== Short exercise ==
Gather each line of the items below that contains the string "sand", and copy every such line in full. Matching is case-sensitive.

== Data excerpts ==
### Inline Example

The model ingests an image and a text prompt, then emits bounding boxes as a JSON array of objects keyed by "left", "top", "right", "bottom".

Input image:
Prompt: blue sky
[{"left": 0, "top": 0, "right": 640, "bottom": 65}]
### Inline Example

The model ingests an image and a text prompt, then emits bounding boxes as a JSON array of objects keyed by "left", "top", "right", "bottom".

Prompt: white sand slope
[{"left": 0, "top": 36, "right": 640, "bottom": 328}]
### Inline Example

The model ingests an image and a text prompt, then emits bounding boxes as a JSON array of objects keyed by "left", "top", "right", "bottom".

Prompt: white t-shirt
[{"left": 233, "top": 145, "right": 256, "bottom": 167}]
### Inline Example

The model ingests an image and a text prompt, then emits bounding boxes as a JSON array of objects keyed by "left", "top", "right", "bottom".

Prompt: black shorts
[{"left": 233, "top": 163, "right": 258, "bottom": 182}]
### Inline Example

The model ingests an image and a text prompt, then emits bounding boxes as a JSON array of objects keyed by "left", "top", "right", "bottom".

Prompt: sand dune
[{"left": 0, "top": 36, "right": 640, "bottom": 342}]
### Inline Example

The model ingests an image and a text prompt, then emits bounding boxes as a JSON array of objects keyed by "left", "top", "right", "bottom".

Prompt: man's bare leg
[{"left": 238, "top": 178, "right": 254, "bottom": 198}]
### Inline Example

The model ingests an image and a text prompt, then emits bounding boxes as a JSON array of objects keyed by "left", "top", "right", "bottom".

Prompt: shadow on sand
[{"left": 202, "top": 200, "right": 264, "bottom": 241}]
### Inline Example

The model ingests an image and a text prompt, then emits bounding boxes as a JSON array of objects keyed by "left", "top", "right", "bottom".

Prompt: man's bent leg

== Solution ==
Prompt: white sand slope
Prompt: sand dune
Prompt: shadow on sand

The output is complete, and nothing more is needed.